* WHAT YOU ARE ASKED TO DO *
Every line of the records that holds the word "most" should be copied out.

(Stored dataset items)
Content starts
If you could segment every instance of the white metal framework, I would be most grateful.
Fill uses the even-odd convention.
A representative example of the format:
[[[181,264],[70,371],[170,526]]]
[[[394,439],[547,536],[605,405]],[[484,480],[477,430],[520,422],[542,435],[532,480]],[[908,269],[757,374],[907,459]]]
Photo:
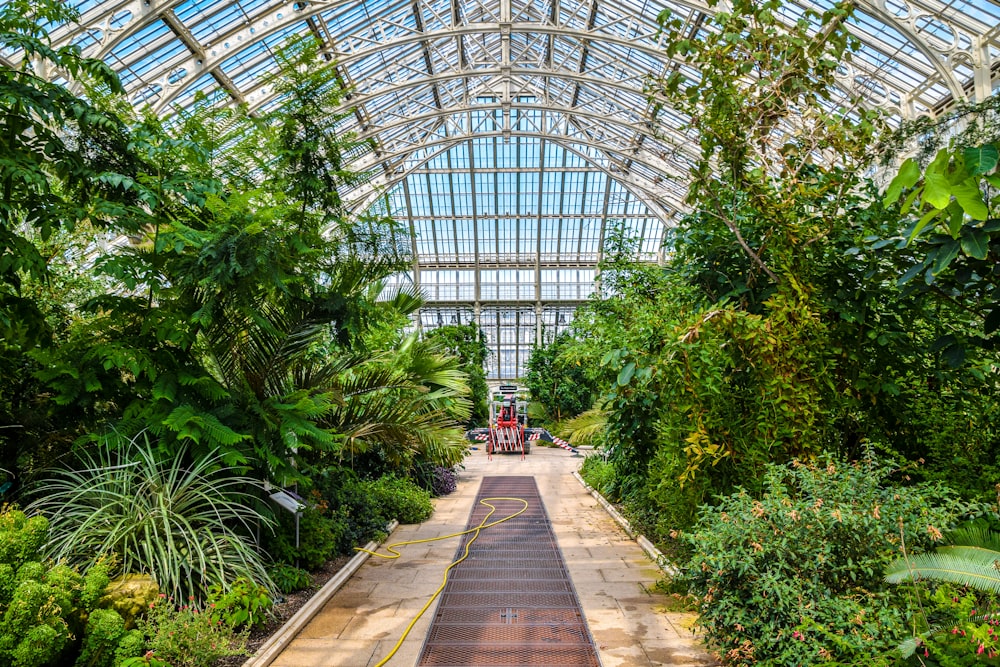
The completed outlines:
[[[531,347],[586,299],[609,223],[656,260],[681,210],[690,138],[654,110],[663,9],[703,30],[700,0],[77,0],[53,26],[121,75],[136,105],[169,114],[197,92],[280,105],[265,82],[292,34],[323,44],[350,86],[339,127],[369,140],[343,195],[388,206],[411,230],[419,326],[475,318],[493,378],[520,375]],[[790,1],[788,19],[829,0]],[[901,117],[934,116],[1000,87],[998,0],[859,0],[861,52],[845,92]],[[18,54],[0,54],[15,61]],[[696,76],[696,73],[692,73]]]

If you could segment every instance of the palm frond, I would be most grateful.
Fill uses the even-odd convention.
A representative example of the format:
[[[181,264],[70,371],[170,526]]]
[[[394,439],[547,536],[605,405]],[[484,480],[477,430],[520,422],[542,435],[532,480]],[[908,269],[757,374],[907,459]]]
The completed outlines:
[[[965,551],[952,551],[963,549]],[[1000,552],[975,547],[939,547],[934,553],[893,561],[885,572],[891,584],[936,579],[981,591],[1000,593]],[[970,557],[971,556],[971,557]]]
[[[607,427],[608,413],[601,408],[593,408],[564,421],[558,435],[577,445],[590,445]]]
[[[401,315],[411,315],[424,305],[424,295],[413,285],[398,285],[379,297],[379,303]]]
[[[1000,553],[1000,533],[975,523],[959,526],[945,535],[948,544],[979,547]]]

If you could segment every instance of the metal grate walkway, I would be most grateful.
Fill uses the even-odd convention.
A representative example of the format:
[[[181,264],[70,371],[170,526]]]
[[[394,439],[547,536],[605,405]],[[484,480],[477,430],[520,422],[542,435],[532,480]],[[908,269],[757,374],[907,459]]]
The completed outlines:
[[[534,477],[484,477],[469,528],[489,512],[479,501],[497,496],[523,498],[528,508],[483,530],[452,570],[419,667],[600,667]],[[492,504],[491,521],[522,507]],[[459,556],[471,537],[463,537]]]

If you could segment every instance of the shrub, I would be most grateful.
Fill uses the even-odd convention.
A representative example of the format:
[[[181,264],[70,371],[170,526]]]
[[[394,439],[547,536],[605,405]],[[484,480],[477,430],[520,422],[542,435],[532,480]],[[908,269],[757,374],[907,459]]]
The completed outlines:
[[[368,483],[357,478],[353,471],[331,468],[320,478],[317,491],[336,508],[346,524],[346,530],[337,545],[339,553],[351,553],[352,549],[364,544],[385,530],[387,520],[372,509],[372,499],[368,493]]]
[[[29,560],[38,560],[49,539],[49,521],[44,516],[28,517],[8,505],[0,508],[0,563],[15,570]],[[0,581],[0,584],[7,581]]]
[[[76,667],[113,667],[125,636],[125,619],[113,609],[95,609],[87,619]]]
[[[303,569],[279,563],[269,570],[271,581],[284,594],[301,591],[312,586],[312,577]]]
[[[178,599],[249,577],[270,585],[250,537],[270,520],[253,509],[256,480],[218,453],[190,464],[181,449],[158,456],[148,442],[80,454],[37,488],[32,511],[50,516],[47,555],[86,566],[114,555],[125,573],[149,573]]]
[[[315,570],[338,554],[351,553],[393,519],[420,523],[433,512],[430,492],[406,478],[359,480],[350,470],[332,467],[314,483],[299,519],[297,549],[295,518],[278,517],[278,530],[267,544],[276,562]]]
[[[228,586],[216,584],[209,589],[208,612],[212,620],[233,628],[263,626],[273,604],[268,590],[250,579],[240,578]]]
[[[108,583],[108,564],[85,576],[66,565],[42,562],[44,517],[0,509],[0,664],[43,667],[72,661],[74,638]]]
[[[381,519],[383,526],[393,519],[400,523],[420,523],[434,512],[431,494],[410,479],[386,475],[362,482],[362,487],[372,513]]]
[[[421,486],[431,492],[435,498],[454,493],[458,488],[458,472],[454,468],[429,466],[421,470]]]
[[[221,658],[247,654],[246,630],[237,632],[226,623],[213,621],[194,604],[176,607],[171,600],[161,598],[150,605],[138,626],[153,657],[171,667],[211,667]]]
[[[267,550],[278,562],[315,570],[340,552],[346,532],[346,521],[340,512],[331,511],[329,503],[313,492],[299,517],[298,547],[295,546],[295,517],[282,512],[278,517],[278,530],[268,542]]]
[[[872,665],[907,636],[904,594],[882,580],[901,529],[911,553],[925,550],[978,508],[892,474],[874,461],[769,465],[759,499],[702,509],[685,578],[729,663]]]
Content ends
* OUTPUT FOR THIS EXERCISE *
If you could segment every instance of the white metal framework, I would be most grateful.
If you could segment every instance of the palm frond, I would be most grateful.
If you could segment every instance of the metal grate walkway, I would be most grateful.
If you could segment every instance of the shrub, I would be most grateful.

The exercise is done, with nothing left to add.